§ **ACTIVITY**: What lines in the listing include "trunk"? Return a copy of each.

§ **EXTRACTED RECORDS**:

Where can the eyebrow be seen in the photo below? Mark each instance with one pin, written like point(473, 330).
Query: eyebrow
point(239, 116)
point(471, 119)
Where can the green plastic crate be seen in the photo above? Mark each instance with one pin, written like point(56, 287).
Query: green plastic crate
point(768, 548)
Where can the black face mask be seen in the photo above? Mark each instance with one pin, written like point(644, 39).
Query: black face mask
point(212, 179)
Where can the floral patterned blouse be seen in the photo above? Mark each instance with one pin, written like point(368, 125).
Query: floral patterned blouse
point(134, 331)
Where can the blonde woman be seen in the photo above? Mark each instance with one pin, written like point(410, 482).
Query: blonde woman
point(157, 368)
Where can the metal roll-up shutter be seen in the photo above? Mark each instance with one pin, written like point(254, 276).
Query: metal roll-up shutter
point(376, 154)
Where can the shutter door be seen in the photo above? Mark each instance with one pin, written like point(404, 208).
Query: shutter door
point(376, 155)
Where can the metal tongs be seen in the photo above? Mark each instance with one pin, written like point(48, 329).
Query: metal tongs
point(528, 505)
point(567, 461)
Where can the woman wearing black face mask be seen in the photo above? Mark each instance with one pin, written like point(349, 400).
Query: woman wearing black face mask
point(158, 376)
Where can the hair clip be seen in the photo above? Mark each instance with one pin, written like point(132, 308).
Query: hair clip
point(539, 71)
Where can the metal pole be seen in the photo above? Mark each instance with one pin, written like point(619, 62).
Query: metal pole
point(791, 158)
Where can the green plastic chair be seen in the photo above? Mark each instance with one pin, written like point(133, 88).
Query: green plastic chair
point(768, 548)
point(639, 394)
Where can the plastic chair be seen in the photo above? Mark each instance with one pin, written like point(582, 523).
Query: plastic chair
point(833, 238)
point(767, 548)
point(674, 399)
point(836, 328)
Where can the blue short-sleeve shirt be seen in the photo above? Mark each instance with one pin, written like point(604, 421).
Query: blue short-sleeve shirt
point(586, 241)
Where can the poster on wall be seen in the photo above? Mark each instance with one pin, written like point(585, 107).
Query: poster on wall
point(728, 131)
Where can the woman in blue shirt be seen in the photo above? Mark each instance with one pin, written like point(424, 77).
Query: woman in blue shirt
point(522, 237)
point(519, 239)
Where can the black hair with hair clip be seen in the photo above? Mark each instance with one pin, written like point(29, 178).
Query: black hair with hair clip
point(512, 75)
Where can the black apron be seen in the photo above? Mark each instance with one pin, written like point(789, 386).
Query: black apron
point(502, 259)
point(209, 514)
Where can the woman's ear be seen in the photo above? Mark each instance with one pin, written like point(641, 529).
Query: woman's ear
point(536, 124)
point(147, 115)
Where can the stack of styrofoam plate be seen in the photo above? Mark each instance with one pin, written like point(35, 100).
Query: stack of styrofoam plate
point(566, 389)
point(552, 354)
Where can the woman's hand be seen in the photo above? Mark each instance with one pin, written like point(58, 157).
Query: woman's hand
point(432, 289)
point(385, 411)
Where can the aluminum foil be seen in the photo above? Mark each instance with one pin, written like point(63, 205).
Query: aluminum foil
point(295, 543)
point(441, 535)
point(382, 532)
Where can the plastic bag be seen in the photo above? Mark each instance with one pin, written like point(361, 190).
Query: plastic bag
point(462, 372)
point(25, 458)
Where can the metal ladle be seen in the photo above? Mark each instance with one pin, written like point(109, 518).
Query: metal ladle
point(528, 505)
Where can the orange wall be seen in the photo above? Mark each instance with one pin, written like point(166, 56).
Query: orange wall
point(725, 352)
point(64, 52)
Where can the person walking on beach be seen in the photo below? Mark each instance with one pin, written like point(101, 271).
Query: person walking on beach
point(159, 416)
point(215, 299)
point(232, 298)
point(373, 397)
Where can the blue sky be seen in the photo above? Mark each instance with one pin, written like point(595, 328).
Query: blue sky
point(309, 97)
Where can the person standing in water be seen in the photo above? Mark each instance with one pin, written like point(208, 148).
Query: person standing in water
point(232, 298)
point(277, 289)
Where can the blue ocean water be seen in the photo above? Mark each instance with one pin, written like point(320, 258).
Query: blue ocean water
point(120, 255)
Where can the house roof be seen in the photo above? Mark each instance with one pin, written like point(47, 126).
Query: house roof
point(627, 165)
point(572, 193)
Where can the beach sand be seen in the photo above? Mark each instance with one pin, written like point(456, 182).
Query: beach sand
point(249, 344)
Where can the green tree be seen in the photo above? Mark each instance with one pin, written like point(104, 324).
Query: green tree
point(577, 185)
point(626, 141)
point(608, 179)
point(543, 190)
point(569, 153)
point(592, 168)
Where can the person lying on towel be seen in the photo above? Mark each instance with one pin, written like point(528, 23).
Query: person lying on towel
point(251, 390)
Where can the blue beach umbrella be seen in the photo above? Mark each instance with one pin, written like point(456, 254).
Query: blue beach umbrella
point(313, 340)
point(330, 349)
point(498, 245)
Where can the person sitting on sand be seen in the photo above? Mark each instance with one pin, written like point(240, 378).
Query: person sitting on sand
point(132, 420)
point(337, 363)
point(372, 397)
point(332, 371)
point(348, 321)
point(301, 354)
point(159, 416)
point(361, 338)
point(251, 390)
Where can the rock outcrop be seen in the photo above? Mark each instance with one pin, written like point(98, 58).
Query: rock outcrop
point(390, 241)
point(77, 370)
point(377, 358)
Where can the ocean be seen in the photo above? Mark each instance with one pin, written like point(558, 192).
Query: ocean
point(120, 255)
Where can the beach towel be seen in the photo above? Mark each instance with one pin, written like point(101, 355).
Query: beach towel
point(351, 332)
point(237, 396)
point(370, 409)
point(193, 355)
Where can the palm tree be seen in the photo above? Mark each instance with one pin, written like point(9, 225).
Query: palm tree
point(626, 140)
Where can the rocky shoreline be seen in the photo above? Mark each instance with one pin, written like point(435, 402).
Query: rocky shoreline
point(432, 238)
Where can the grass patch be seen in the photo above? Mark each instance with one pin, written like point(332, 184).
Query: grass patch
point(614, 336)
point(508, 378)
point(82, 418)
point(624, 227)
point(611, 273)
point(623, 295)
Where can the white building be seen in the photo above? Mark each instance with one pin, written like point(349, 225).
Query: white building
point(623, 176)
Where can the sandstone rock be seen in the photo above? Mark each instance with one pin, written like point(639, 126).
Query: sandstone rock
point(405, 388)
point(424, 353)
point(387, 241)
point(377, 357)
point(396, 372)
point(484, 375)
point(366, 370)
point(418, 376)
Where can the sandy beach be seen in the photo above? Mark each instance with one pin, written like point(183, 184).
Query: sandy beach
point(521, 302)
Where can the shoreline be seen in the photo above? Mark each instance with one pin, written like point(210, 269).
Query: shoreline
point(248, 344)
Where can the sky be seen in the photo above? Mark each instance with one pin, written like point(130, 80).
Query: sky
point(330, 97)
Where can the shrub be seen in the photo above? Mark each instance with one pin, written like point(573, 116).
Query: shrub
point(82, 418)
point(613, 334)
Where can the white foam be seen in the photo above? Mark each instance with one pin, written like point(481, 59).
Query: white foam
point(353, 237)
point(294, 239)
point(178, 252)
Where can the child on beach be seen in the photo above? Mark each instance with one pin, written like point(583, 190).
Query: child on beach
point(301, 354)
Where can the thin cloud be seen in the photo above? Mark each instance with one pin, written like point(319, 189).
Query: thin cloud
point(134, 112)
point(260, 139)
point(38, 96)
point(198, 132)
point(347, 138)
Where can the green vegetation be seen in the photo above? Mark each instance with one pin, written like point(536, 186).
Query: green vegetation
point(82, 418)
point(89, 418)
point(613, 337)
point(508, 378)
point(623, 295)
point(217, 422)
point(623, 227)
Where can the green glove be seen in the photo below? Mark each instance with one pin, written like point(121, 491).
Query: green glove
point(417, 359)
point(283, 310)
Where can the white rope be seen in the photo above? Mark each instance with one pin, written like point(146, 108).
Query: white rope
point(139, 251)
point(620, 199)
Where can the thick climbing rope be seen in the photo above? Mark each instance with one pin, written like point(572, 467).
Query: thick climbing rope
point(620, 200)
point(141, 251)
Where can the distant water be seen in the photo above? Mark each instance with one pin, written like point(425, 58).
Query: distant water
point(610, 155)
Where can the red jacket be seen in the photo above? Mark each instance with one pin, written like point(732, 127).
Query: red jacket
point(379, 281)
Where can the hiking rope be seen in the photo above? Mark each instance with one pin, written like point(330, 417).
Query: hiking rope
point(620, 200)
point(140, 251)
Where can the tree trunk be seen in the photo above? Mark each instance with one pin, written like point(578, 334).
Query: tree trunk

§ **FINAL ANSWER**:
Where can the tree trunk be seen in the photo above? Mark each instance with one pin, written like point(578, 334).
Query: tree trunk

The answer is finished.